ТЕКСТОВЫЙ ФРАГМЕНТ:
Резонанс последовал нешуточный. Обрывали телефон с телевидения, допрашивал с пристрастием сам Александр Ступников. Позвонил ведущий самой рейтинговой израильской новостной программы Хаим Явин и спросил, как мне удобнее — чтобы я к нему подъехал или чтобы он зашел ко мне домой... Пожаловал в гости, в конце концов, он — и не один, а с командой из семи человек съемочной группы и приблизительно двумя тоннами оборудования! На вопросы я отвечал вяло, с ленцой. Ушел он явно не удовлетворённый, так и не найдя "в этом русском" оголтелого крайне правого экстремиста. Но это были цветочки.

 

Прошло месяца три — и уже не единожды была мыта рука, жавшая руки сильных мира сего. И вдруг в передаче "В нашу гавань заходили корабли" я увидел своего любимого Юза Алешковского. Прильнул к экрану. Смакуя послевкусие "Окурочка", продолжаю по инерции глазеть на экран — и потихоньку охреневаю. Прошу не редактировать это слово, так как описать моё состояние можно только одним еще словом, а я его стесняюсь вслух...

 

— Да что Вы, Миша, кто бы посмел...

 

— Так вот, на экране появляюсь я и пою "Давайте отдадим". Звучит песня — и показывают то меня, то бескрайние поля Голанских высот. Самый что ни на есть клип! До сих пор не знаю, кто это снимал... Вот такие дела. Все персонажи в этой истории невымышленные — и прошу считать все совпадения неслучайными!

 

— Еще одна знаковая ваша песня — "Атомы". "Не вина периодической таблицы в том, что нас периодически куют..." В Эрец Исраэль это продолжается — то есть речь идет, видимо, не только об общественно-экономической формации?

 

— Ну, что Вы!!! Процесс перековки не знает границ! Тут речь о всём человечестве — хотя по приведённой Вами цитате сложно это понять, надо слушать всю песню.

 

— Вот и, даст Б-г, послушаем — кто еще раз, кто впервые. Но это из области очень серьезного, глубоко философского. Однако существует парадокс. Ваша фамилия немедленно вызывает у части публики чисто конкретный отклик: "А, этот хохмач..." Лестно или обидно? Когда вы поняли, что можете писать смешно? Что для вас юмор — "защита Фельдмана"?

 

— Хохмач? Какая тут обида — конечно, лестно! Значит, у людей я ассоциируюсь с хохмами! Это же прекрасно и совсем не характерно для жанра авторской песни... Я понял, что умею писать смешно в тот момент, когда начал писать. Юмор для меня – это просто радость жизни. Уметь смешно писать — значит, уметь делиться этой радостью с людьми. Видеть, как греет людей твой юмор – это уже смахивает на счастье, хотя и звучит высокопарно. А защищаться мне не от чего, я не Лужин — хотя сопоставление красивое...

ЗАДАНИЕ A: Сколько человек было в съемочной группе, с которой Хаим Явин пришел в гости, по словам фрагмента интервью?
Текст и записи взяты из разных источников.

Фрагменты данных разметки местоположений
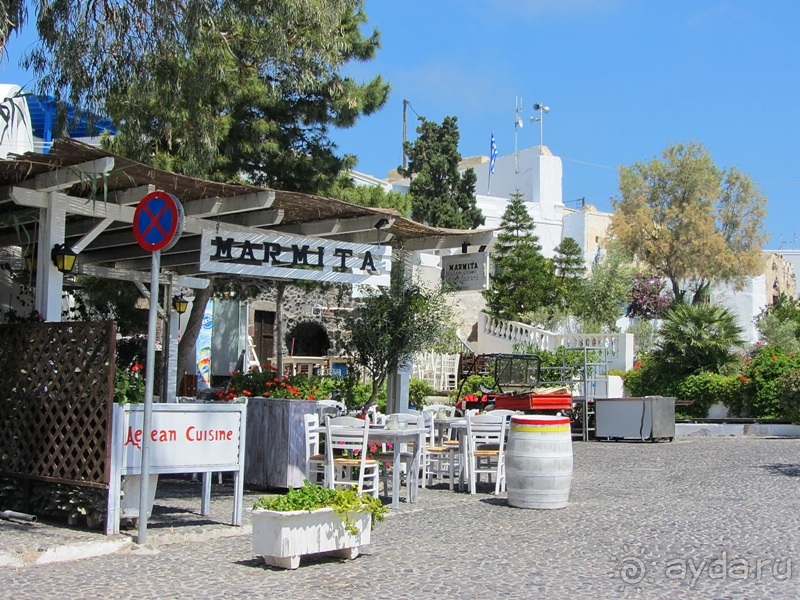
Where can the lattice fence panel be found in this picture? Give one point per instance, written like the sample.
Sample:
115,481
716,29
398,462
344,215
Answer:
56,394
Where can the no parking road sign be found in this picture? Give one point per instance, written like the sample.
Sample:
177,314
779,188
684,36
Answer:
158,221
157,225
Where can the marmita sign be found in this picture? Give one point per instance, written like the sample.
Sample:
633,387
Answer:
278,256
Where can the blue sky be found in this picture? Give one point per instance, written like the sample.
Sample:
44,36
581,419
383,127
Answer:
623,79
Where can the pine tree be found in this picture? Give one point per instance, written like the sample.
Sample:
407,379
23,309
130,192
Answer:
440,195
522,278
232,91
569,270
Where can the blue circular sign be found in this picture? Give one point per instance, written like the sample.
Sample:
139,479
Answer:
158,221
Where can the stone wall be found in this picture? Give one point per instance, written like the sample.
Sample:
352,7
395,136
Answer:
326,306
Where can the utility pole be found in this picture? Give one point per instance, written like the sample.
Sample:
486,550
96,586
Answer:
405,132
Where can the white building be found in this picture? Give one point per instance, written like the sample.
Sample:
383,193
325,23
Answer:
537,174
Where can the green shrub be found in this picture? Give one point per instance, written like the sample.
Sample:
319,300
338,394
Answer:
761,397
648,378
310,497
705,389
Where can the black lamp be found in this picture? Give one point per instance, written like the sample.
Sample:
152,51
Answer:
30,261
63,258
180,304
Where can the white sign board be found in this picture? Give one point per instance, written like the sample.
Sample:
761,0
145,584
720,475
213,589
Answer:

ЗАДАНИЕ B: Перепишите строки записей, начиная со строки, где стоит «Where can the white sign», и заканчивая последней строкой записей, подставив «white notice board» вместо «white sign board» и не меняя ничего другого.

ГОТОВЫЙ ОТВЕТ A: Семь человек.

ГОТОВЫЙ ОТВЕТ B:
Where can the white notice board be found in this picture? Give one point per instance, written like the sample.
Sample:
761,0
145,584
720,475
213,589
Answer:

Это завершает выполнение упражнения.